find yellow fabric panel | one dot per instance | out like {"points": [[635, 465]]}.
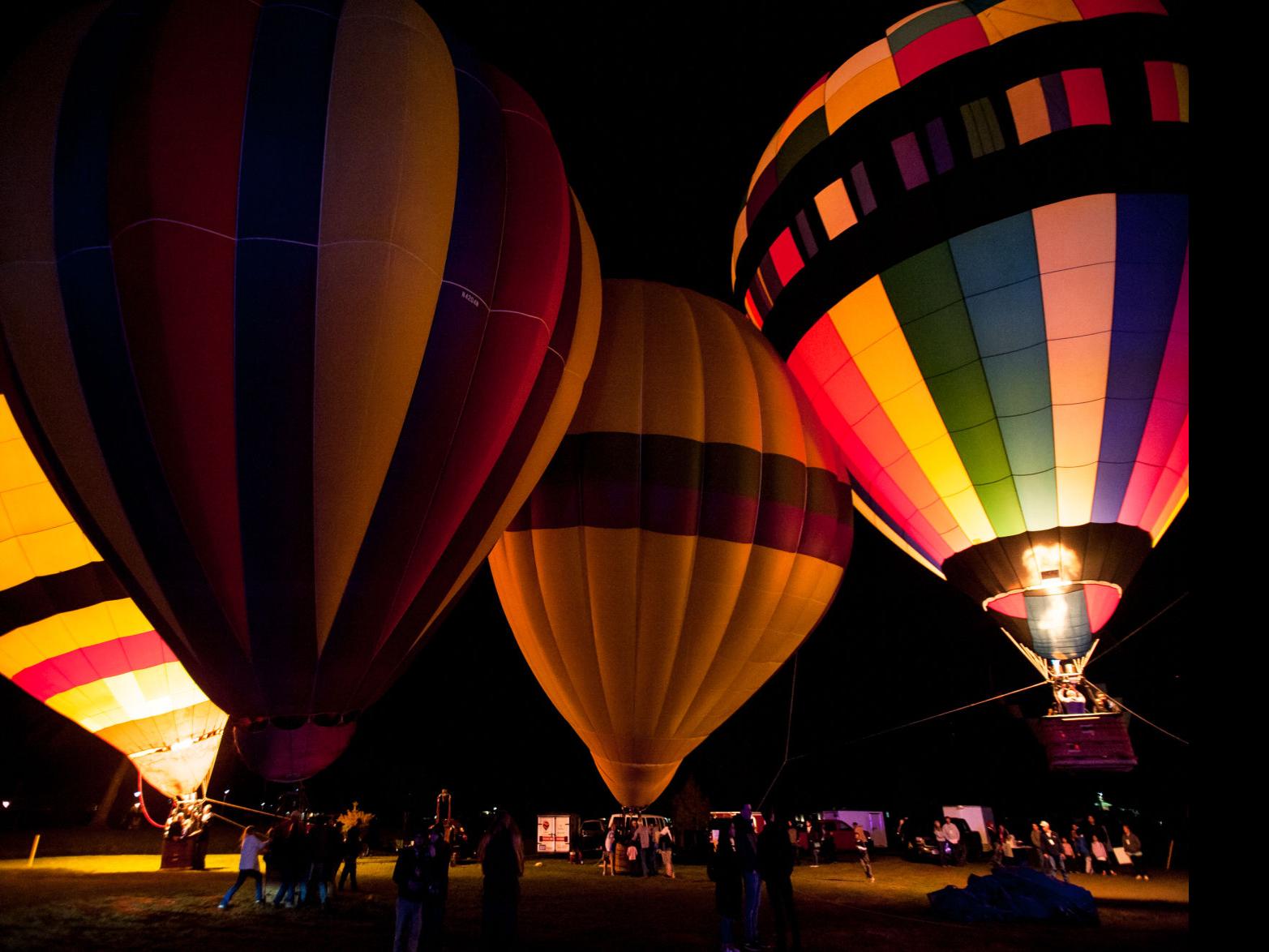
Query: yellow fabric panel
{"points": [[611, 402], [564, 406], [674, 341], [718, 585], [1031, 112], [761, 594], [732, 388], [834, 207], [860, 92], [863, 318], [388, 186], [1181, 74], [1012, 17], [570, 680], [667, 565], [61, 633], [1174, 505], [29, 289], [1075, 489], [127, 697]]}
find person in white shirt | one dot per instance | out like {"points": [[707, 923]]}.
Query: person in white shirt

****************

WHAT THIS TASK INVOLVES:
Could you copy every one of the records above word for word, leaving out the pictures?

COMPLETED EXERCISE:
find yellow fabric panel | one dot per instance | out like {"points": [[635, 465]]}.
Query: yellow fabric panel
{"points": [[611, 402], [564, 406], [674, 341], [718, 585], [1031, 112], [761, 594], [732, 388], [834, 207], [860, 92], [863, 318], [388, 186], [1181, 74], [1012, 17], [570, 680], [667, 565], [61, 633], [1174, 505], [29, 289], [1075, 489], [127, 697]]}
find person in white shirt | one dot per instance | out like {"points": [[707, 923]]}.
Query: person in white shirt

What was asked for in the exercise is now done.